Top of Page excerpt

Those first few days were a blur of long hours waiting together, people coming and going, pleading with God over each risky surgery, holding overnight vigils, trying to get a bit of sleep.

I could take this story many directions. I could tell you about God’s sustaining power. How He brought her through four surgeries in four days. How the nurses later told her that a retinal scan taken early on indicated brain death—then she woke up. I could try to answer the mystery of prayer: Did God rescue her? Did he hear our pleading and intervene? Would she have recovered if nobody had prayed? I could tell you about the amazing strength of a woman fighting to survive or the strength of her husband, surrendering his will and entrusting his wife’s life into the hands of his loving Father. I could tell you about how Ruth has beaten staggering odds and is recovering rapidly. Each of the threads that weave this story is rich with meaning. But what I want to share with you today has to do with us, with an eternal truth: We are made to live in community. Therein lies the beauty of the family of God.

Bottom of Page excerpt

■ Task item:
Resume the passage about Ruth's recovery after its final sentence. The lines after this are separate material and have no connection to the passage about Ruth.

Top of Dataset

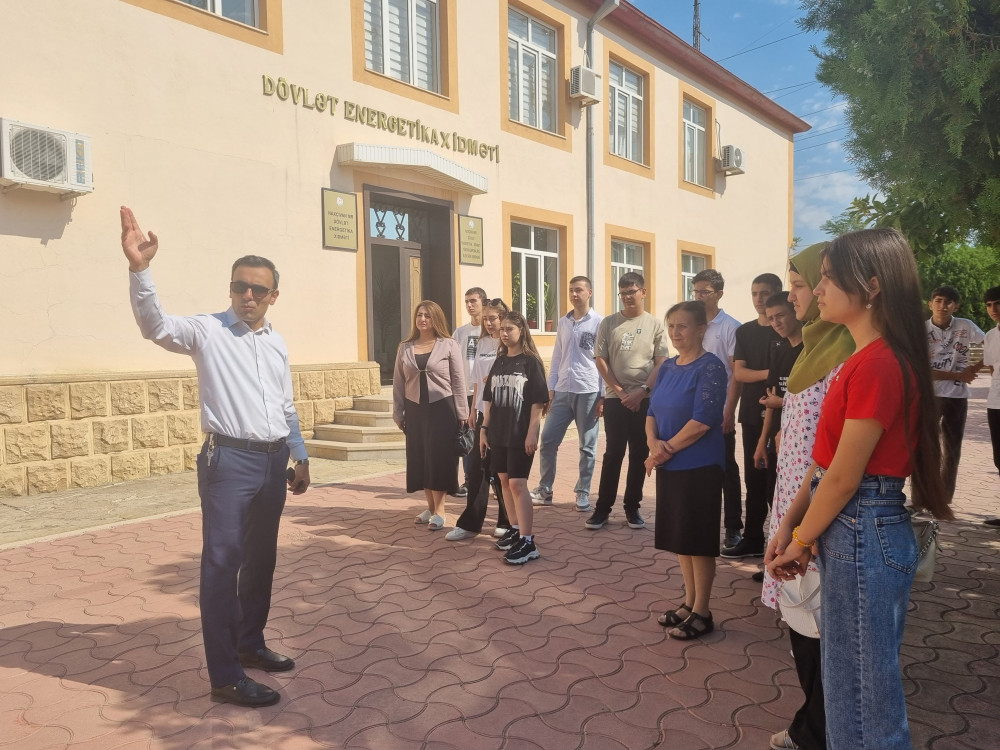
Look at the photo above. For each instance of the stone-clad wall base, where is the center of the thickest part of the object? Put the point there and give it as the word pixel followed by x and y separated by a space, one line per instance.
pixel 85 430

Bottom of Dataset
Top of Dataset

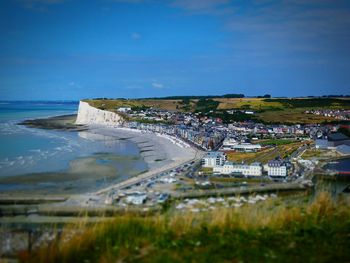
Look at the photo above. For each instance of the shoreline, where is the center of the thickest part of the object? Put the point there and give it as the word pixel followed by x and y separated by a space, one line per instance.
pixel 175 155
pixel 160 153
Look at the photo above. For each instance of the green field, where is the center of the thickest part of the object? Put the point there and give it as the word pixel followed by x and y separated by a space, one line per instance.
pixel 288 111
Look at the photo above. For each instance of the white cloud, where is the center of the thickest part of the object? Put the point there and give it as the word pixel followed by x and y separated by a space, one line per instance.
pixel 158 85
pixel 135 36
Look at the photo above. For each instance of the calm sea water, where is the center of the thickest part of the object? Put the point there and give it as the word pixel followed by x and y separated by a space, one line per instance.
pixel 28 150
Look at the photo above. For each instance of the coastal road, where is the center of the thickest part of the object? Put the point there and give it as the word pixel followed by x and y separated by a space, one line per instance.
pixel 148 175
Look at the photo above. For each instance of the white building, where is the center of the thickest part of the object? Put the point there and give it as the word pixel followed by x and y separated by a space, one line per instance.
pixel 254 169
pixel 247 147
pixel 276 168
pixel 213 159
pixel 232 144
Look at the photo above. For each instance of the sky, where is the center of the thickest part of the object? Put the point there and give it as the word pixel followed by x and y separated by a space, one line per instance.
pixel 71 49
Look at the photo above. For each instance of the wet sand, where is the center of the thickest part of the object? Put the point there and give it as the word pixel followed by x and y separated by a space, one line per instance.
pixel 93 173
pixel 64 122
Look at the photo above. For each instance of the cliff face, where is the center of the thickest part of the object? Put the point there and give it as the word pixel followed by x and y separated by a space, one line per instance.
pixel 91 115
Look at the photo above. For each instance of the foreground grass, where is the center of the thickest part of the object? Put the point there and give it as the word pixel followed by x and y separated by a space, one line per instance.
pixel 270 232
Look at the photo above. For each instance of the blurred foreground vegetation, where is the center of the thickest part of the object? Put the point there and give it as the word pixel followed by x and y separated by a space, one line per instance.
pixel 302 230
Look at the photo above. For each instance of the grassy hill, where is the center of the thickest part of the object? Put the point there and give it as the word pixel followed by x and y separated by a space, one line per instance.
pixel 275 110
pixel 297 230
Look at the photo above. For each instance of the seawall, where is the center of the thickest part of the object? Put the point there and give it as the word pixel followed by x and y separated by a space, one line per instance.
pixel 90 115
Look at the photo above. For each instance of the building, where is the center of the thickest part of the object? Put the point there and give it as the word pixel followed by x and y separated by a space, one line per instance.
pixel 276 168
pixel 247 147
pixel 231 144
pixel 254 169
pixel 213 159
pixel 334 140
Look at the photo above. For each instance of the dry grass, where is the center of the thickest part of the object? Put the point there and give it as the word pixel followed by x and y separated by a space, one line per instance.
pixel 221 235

Bottom of Dataset

■ Written reply:
Throughout this harrowing experience, Ruth and Del experienced the love of Jesus through their church family. People were at the hospital day and night for a whole week and continued to visit and pray in the chapel for another week until they were able to leave. And when they got home, this care continued. It continues now, and it will continue for as long as it takes as we pool money to cover bills, bring meals, drive her to doctors appointments, care for their kids, clean their house, etc. I am so proud of my congregation—not because I think we are especially unique; I would hope that every church would provide this sort of care to their members. I am proud of the brothers and sisters in my church because the love they are expressing is a vivid witness of the Church in its full expression: truly the Body of Christ. One friend told me that if this had happened to her sister, her husband would be sitting in an empty waiting room, for they have chosen to live in independence and isolation from others.

Who is there for you if things go horribly wrong? Who are you there for in their hour of need?

All of this has brought to mind those within my congregation who have chosen to not be known, to remain on the fringes. Others, we have simply ignored. They’ve slipped through the cracks. As church leaders, we must do better at welcoming each person, at providing opportunities for connectedness, at reaching out. Even so, some people fear intimacy. I believe this is a fundamental need of each person, woven into our DNA. Each of us deeply desires to be known by others, even those of us who fear it. Perhaps we are afraid that if we allow ourselves to be truly known, we will be rejected.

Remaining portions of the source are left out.